● TEXTE FOURNI:
**********
Les animaux, et les relations riches, complexes et multiples que nous avons tissées avec eux depuis des millénaires, ne sont pas mieux traités, comme s’ils ne faisaient pas partie de notre monde. Tout ce que lecteur apprendra à leur sujet est que l’animal est pauvre en monde, en une reprise une fois encore malheureuse de Heidegger. Or la communauté des êtres de nature n’est pas une communauté naturelle, précisément, elle est irréductible à la fois au monde et à la nature, elle est une communauté mixte corrélative d’une forme parfaitement originale d’existence au monde que nous n’aurions pas su réaliser en l’absence des animaux. L’auteur ne semble pas voir que, parmi les craintes qu’inspire la crise environnementale, se compte celle qui concerne les associations pluriséculaires nouées avec les animaux, lesquelles sont en situation d’être démembrées et dissoutes.
**********
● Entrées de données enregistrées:
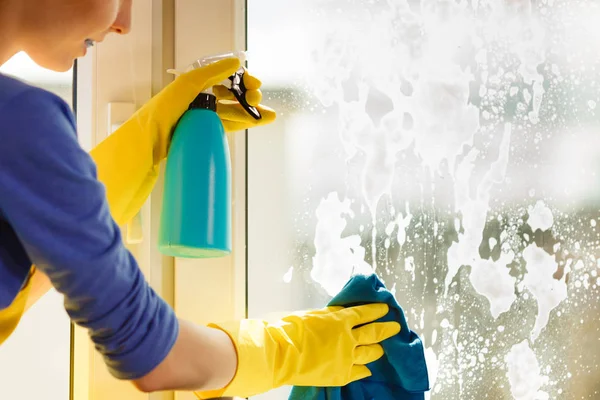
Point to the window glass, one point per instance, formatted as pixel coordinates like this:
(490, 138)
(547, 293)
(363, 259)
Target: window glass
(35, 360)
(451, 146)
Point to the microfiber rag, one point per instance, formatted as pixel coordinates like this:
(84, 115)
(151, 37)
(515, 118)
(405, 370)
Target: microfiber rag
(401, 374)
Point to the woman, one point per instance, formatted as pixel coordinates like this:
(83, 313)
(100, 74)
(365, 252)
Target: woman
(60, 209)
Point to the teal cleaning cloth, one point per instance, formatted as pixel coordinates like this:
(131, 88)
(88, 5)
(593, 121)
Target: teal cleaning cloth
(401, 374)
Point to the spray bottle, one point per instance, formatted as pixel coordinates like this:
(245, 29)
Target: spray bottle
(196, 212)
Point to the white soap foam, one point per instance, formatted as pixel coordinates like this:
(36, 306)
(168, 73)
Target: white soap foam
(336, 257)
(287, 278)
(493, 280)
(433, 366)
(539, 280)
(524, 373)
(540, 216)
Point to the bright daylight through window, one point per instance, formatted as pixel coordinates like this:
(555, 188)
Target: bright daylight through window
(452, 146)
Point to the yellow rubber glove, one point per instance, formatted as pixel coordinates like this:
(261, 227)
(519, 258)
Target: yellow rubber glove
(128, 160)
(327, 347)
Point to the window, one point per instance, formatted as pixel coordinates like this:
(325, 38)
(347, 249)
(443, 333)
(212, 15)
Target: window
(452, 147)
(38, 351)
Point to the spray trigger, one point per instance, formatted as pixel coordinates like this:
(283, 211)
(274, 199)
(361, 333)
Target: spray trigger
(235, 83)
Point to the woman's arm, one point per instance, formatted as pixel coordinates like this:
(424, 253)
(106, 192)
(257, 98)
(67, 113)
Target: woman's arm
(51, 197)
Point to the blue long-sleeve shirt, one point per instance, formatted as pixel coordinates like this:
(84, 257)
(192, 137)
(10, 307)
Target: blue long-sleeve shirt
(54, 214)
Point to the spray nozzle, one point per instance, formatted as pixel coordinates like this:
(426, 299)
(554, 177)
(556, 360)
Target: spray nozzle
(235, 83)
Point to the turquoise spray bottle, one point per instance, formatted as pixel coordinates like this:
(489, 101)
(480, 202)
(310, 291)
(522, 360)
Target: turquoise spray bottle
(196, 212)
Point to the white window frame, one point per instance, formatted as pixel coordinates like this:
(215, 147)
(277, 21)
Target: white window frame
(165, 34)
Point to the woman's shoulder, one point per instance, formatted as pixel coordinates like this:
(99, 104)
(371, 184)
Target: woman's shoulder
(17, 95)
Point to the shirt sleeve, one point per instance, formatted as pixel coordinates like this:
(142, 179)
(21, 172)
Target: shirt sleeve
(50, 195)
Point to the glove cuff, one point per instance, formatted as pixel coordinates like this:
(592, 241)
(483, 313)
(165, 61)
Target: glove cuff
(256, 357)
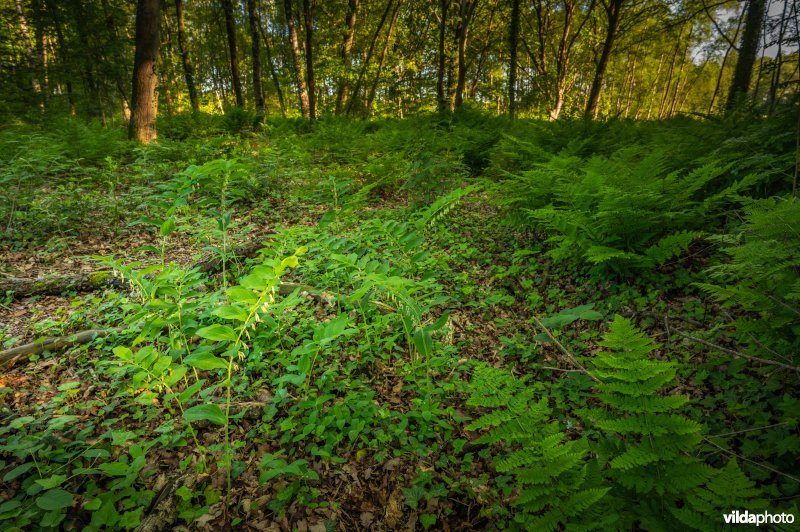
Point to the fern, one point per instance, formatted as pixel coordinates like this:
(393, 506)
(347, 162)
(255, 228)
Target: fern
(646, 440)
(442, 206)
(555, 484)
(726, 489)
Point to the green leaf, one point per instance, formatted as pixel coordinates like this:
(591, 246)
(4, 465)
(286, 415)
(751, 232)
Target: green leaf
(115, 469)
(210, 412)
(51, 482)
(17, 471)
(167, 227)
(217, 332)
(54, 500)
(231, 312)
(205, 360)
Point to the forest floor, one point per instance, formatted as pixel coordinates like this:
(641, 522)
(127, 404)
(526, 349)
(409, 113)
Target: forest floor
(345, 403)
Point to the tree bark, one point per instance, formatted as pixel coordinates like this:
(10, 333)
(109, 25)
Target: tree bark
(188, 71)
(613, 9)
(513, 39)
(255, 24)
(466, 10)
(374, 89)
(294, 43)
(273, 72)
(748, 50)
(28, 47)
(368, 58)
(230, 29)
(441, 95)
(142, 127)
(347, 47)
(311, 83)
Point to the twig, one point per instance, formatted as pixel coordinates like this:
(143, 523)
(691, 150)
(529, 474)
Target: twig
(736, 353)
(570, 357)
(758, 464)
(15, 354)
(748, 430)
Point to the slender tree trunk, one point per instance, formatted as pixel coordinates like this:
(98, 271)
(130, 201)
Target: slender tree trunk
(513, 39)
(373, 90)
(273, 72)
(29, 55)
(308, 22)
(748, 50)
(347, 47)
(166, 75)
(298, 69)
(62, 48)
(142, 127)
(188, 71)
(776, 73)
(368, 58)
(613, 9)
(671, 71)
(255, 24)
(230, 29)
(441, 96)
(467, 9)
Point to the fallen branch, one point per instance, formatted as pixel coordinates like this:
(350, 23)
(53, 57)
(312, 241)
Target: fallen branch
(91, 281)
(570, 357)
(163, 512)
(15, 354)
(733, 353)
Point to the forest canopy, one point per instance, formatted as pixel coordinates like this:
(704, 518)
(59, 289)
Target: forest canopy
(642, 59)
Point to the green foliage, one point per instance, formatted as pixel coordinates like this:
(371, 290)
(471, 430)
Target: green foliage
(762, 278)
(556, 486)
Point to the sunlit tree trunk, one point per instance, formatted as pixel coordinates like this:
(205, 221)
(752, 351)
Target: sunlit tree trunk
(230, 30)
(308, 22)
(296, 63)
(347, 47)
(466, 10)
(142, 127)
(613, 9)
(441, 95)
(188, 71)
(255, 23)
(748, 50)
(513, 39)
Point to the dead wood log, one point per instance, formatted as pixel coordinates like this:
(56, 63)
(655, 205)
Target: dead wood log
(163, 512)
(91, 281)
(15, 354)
**********
● LISTE DES TÂCHES:
**1.** Recopiez le passage du texte fourni, de « Les animaux, et » jusqu'à « démembrées et dissoutes. ».
**2.** Quels adjectifs le texte fourni emploie-t-il pour qualifier les relations que nous avons tissées avec les animaux ?
**3.** Répondez à ces questions sur le texte fourni :
(a) De quel penseur l'animal « pauvre en monde » est-il une reprise ?
(b) À quoi la communauté des êtres de nature est-elle irréductible ?
(c) Que risquent de devenir les associations pluriséculaires nouées avec les animaux ?

● LISTE DES SOLUTIONS:
**1.**
Les animaux, et les relations riches, complexes et multiples que nous avons tissées avec eux depuis des millénaires, ne sont pas mieux traités, comme s’ils ne faisaient pas partie de notre monde. Tout ce que lecteur apprendra à leur sujet est que l’animal est pauvre en monde, en une reprise une fois encore malheureuse de Heidegger. Or la communauté des êtres de nature n’est pas une communauté naturelle, précisément, elle est irréductible à la fois au monde et à la nature, elle est une communauté mixte corrélative d’une forme parfaitement originale d’existence au monde que nous n’aurions pas su réaliser en l’absence des animaux. L’auteur ne semble pas voir que, parmi les craintes qu’inspire la crise environnementale, se compte celle qui concerne les associations pluriséculaires nouées avec les animaux, lesquelles sont en situation d’être démembrées et dissoutes.

**2.** riches, complexes, multiples

**3.**
(a) Heidegger.
(b) À la fois au monde et à la nature.
(c) Démembrées et dissoutes.